* INFORMATION SHOWN:
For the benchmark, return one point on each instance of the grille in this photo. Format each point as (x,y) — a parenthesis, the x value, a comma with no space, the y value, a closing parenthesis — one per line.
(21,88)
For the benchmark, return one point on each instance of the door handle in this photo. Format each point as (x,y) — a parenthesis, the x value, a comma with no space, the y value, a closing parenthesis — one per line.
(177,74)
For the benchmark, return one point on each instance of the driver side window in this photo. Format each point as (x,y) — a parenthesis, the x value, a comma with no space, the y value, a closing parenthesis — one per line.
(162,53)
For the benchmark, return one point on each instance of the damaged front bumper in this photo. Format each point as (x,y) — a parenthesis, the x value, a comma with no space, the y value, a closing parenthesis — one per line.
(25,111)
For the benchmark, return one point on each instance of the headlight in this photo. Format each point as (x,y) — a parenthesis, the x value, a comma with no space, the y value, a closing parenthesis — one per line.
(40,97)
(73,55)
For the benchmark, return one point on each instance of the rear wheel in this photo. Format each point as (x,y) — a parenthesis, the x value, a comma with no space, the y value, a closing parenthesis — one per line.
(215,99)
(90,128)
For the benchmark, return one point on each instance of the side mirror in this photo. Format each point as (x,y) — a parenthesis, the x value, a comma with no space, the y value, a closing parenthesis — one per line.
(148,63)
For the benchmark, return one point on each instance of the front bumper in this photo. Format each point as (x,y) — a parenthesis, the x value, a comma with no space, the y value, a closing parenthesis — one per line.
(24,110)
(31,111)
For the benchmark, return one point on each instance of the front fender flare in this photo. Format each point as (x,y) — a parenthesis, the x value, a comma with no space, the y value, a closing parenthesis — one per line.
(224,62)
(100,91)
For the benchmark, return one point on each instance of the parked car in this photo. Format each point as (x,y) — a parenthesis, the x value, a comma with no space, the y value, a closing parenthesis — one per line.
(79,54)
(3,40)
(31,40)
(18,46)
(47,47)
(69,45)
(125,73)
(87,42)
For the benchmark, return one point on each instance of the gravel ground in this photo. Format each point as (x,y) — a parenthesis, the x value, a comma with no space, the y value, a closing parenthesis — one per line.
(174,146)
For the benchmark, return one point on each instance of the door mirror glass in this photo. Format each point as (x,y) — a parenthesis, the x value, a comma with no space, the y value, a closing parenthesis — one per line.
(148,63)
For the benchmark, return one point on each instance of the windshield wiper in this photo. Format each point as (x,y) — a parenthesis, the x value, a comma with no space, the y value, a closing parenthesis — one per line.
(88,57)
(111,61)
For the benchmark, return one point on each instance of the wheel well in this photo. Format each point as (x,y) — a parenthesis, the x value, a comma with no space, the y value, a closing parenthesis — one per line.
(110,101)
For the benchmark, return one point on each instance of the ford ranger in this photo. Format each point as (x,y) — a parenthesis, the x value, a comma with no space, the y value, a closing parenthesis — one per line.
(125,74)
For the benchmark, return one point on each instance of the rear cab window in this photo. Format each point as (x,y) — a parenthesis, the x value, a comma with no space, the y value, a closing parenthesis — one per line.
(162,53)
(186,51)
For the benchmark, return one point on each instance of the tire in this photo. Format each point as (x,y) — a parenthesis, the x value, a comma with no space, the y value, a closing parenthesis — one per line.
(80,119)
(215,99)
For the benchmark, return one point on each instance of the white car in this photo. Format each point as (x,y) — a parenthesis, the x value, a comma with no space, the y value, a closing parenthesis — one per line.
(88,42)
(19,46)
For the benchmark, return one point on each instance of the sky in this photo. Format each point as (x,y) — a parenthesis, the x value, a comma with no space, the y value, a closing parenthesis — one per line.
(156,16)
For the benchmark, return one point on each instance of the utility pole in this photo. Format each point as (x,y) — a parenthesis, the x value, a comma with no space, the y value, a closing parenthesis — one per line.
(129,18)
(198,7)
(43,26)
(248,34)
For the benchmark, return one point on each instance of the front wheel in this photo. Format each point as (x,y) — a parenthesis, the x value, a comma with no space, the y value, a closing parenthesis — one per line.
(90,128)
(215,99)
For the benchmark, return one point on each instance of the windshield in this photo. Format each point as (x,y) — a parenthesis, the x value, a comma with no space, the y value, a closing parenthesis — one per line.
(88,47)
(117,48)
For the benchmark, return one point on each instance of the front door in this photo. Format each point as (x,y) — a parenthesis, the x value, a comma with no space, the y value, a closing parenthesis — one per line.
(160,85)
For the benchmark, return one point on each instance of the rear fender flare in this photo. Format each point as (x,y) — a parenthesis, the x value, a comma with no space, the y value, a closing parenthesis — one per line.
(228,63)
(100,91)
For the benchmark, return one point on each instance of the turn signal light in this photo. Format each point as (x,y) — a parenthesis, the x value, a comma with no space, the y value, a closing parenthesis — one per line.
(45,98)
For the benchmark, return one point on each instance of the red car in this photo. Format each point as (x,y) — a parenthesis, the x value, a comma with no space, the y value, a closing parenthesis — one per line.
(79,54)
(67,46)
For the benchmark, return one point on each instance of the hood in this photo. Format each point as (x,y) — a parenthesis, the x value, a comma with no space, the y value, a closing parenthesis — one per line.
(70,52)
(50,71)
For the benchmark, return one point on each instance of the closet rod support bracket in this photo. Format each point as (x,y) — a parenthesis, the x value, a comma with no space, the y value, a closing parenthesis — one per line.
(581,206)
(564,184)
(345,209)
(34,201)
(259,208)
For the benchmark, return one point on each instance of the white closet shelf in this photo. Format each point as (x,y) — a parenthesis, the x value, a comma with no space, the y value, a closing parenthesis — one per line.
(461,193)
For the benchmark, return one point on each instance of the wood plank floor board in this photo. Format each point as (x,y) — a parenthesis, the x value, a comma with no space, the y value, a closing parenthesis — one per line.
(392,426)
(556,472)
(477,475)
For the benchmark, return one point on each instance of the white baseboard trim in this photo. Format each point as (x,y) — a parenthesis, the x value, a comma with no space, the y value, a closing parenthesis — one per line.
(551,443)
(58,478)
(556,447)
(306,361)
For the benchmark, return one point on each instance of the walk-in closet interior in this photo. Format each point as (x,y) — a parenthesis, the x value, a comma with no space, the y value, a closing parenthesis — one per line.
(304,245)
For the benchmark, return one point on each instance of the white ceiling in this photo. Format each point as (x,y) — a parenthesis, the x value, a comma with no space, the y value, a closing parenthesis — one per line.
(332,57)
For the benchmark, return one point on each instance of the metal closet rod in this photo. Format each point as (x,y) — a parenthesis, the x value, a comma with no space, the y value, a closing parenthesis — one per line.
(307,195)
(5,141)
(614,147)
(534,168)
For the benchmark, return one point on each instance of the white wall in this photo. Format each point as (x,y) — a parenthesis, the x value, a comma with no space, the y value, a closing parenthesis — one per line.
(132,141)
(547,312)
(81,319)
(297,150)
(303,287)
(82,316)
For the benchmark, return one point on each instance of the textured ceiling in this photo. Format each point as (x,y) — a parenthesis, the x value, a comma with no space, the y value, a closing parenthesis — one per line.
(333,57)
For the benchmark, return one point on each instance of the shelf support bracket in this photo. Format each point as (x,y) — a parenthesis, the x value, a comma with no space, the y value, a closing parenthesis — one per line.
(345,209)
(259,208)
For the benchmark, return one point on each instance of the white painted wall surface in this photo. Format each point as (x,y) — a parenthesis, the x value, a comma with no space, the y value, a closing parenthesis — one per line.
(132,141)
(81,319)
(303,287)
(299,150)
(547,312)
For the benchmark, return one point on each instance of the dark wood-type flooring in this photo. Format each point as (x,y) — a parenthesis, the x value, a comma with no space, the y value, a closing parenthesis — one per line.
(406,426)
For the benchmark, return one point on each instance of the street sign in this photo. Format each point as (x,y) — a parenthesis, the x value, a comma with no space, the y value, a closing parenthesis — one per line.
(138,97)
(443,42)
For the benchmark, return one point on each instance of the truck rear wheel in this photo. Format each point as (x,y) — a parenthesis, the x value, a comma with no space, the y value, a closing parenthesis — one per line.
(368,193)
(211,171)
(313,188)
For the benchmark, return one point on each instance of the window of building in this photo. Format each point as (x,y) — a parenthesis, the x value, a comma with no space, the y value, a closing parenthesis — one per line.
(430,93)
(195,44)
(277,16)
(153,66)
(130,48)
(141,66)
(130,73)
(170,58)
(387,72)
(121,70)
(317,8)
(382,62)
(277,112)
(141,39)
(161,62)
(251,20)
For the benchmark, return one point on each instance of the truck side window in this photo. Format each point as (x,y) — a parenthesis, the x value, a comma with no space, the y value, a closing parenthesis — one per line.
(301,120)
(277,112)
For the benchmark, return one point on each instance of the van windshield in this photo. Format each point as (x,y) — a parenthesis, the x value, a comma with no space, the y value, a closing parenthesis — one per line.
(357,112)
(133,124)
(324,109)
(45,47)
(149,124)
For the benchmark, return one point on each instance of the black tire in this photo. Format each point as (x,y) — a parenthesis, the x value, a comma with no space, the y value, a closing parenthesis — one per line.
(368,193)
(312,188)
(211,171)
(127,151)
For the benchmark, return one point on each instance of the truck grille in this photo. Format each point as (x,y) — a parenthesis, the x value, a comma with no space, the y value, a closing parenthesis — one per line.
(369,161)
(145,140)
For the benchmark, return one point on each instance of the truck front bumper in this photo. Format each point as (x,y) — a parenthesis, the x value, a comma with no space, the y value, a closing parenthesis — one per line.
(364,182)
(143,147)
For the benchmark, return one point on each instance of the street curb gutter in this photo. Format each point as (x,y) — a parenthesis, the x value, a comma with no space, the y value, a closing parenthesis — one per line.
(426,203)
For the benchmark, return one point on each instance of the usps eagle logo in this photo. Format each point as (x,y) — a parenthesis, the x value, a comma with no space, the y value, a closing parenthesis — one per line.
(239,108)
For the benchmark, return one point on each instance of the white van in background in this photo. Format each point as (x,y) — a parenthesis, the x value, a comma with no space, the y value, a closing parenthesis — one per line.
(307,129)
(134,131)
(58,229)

* GOAL OF THE EXERCISE: Give back exactly the lines from the line holding "of the black" through the last line of the listing, including both.

* RESPONSE:
For the benchmark, return one point on each instance of the black tire in this photo. Format each point as (x,y) — a parenthesis, the x value, a comma with no space, the y value, a closing parenthesis — one per line.
(368,193)
(312,188)
(211,171)
(127,151)
For the benchmark, return one point on each instance of the truck grille in this photo. Format each point as (x,y) — a parenthesis, the x value, a comma with no space, the y value, a closing parenthesis — one per line.
(369,161)
(145,140)
For the benchmark, return one point on each instance of the truck front bumper in this photo. Format each point as (x,y) — a parenthesis, the x value, a comma with no space, the y value, a closing parenthesis — one per line.
(364,182)
(143,147)
For the benchmark, return one point on each instance of the street curb gutter in this photo. Format each point as (x,y) — a parenthesis, the x value, a comma with no space, the y value, a closing parenthesis — one per line.
(426,203)
For the benchmark, return one point on each instance of the usps eagle logo in this photo. Format each point as (x,y) — a parenthesis, the x value, a comma with no space, the y value, a closing parenthesis — one per line.
(239,108)
For the benchmark, return one point on each instance of the white van in background in this photo. Format each point as (x,y) — a parenthesis, the x value, a comma with no space, the y value, a closing parenthesis — one per line.
(307,129)
(134,131)
(58,229)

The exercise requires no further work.